Natural-language object grounding data:

_____

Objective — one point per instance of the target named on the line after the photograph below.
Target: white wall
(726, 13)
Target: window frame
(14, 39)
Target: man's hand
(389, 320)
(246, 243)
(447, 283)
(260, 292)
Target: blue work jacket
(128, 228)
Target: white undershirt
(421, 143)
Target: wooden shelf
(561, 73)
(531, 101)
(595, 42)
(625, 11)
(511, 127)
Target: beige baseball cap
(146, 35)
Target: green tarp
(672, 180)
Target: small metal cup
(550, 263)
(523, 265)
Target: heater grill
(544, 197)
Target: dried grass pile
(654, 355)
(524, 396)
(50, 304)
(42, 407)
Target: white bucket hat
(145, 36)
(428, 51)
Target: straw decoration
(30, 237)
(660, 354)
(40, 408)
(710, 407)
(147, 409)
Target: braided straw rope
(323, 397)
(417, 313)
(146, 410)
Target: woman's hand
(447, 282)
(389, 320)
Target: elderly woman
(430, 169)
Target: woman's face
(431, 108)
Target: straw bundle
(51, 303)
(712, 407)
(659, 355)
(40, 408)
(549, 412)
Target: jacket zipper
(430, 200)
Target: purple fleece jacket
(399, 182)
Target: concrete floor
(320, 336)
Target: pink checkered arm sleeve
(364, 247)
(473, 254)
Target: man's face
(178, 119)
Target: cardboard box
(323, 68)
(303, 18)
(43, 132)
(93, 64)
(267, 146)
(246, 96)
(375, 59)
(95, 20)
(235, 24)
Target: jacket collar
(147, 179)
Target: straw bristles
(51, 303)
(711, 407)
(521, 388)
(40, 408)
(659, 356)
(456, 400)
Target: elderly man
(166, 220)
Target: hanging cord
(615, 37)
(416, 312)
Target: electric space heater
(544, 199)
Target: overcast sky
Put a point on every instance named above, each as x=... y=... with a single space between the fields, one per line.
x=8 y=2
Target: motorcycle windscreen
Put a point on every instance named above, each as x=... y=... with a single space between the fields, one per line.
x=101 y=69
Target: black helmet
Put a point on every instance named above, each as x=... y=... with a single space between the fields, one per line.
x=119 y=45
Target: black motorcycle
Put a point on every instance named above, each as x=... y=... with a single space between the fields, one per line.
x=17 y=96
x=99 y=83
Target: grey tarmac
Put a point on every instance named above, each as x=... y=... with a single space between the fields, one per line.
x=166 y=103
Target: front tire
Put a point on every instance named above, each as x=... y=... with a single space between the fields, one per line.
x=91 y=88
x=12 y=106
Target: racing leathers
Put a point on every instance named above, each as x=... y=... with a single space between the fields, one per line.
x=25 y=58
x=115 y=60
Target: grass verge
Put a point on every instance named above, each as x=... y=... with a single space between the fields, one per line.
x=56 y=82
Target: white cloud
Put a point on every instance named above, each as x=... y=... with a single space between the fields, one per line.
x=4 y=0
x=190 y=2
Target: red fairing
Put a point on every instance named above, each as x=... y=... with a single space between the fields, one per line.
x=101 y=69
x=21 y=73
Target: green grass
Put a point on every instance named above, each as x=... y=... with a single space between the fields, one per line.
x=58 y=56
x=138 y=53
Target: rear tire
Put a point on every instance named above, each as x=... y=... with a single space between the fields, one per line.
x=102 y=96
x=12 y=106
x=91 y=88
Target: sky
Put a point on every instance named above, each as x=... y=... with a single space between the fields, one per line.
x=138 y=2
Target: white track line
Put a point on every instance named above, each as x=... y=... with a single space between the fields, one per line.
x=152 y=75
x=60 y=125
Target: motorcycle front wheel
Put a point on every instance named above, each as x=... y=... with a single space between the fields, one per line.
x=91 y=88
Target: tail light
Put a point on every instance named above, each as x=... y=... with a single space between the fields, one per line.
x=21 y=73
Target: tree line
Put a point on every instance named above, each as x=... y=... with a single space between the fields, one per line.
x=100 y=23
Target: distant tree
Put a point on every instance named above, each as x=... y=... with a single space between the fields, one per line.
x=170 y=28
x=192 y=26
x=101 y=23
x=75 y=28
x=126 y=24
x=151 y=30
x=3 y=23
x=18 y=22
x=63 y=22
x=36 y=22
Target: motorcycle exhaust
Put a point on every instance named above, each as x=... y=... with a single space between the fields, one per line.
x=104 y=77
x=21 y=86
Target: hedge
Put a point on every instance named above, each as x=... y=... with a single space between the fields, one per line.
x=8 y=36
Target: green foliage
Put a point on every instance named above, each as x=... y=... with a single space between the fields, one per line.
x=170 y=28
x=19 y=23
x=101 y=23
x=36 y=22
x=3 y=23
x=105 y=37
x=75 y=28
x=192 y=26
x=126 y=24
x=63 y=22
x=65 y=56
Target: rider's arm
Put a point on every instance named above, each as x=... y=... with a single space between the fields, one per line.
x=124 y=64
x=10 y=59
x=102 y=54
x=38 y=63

_____

Exercise requirements: Each line above must be reproduced exactly as it stands.

Your solution:
Objective — one point per instance of the target named on the line after the photograph below.
Target: white wall
(726, 13)
Target: window frame
(14, 39)
Target: man's hand
(389, 320)
(246, 243)
(447, 283)
(260, 292)
Target: blue work jacket
(128, 228)
Target: white undershirt
(421, 143)
Target: wooden shelf
(561, 73)
(531, 101)
(595, 42)
(625, 11)
(511, 127)
Target: beige baseball cap
(146, 35)
Target: green tarp
(672, 180)
Target: small metal cup
(550, 263)
(523, 265)
Target: heater grill
(544, 197)
Target: dried grass pile
(654, 355)
(524, 396)
(50, 304)
(42, 407)
Target: white bucket hat
(145, 36)
(428, 51)
Target: straw decoration
(30, 237)
(660, 354)
(40, 408)
(710, 407)
(147, 409)
Target: braided straw rope
(323, 397)
(417, 313)
(146, 410)
Target: woman's hand
(447, 282)
(389, 320)
Target: elderly woman
(430, 169)
Target: woman's face
(431, 108)
Target: straw bundle
(51, 303)
(712, 407)
(659, 355)
(40, 408)
(549, 412)
Target: jacket zipper
(430, 200)
Target: purple fleece jacket
(399, 182)
Target: concrete floor
(320, 336)
Target: pink checkered arm sleeve
(364, 247)
(473, 254)
Target: man's face
(178, 119)
Target: cardboard box
(323, 68)
(303, 18)
(43, 132)
(93, 64)
(267, 146)
(246, 96)
(375, 59)
(95, 20)
(235, 24)
Target: jacket collar
(147, 179)
Target: straw bristles
(51, 303)
(711, 407)
(521, 388)
(40, 408)
(659, 356)
(456, 400)
Target: elderly man
(166, 220)
Target: hanging cord
(615, 37)
(416, 312)
Target: electric space heater
(544, 199)
Target: overcast sky
Put a point on every instance named above, each as x=... y=... with a single space between the fields, one per line.
x=8 y=2
Target: motorcycle windscreen
Put a point on every instance named above, each as x=... y=... with a single space between the fields, one per line.
x=101 y=69
Target: black helmet
Put a point on every instance named above, each as x=... y=... with a single space between the fields, one per line.
x=119 y=45
Target: black motorcycle
Put a point on every instance named above, each as x=... y=... with a single space between the fields, one per line.
x=17 y=96
x=99 y=83
Target: grey tarmac
Put a point on every instance named above, each as x=... y=... with a single space between the fields, one per line.
x=166 y=103
Target: front tire
Put a point on every instance named above, each as x=... y=... with a single space between the fields, one per line.
x=91 y=88
x=12 y=106
Target: racing leathers
Put a point on every instance named above, each as x=... y=... with a single space between the fields, one per line.
x=25 y=58
x=115 y=60
Target: grass verge
Put a point on every instance named above, each as x=... y=... with a single space between the fields, one per line.
x=56 y=82
Target: white cloud
Put a point on every instance named above, each as x=... y=... with a single space between the fields, one per line.
x=4 y=0
x=190 y=2
Target: red fairing
Put a point on every instance named above, each as x=... y=... with a single space between the fields, one per line.
x=101 y=69
x=21 y=73
Target: green grass
Put a point on every instance named above, each as x=... y=... with a single space between the fields, one per line.
x=58 y=56
x=138 y=53
Target: rear tire
Put a point on every instance named above, each as x=... y=... with a single space between the fields, one per line.
x=102 y=96
x=12 y=106
x=91 y=88
Target: sky
Put a point on every instance named above, each as x=... y=... with a single space between the fields, one per line.
x=138 y=2
Target: white track line
Put a point on every instance named above, each as x=... y=... with a single space between the fields, one per line.
x=152 y=75
x=60 y=125
Target: motorcycle front wheel
Put a point on every instance named above, each as x=... y=... with a single space between the fields, one per line.
x=91 y=88
Target: tail light
Put a point on every instance named above, each as x=... y=... with a single space between the fields, one per line.
x=21 y=73
Target: tree line
Put a point on every instance named above, each as x=... y=... with a single space between the fields, one per line.
x=100 y=23
Target: distant tree
Put a point on every instance named above, each as x=... y=... with a single space between the fields, one per line.
x=170 y=28
x=192 y=26
x=101 y=23
x=75 y=28
x=126 y=24
x=151 y=30
x=3 y=23
x=18 y=22
x=63 y=22
x=36 y=22
Target: motorcycle exhaust
Put a point on every instance named above, each as x=... y=... with a single space between the fields, one per line.
x=104 y=77
x=21 y=86
Target: hedge
Put a point on every instance named above, each as x=... y=... with a single space between the fields, one per line.
x=8 y=36
Target: green foliage
Put a point on every instance named above, each as x=... y=... with a single space between the fields, one per line.
x=170 y=28
x=19 y=23
x=101 y=23
x=36 y=22
x=3 y=23
x=105 y=37
x=75 y=28
x=192 y=26
x=126 y=24
x=63 y=22
x=65 y=56
Target: rider's arm
Put a point on every instance named above, each as x=... y=... with a single space between the fields, one per line.
x=124 y=64
x=10 y=59
x=102 y=54
x=38 y=63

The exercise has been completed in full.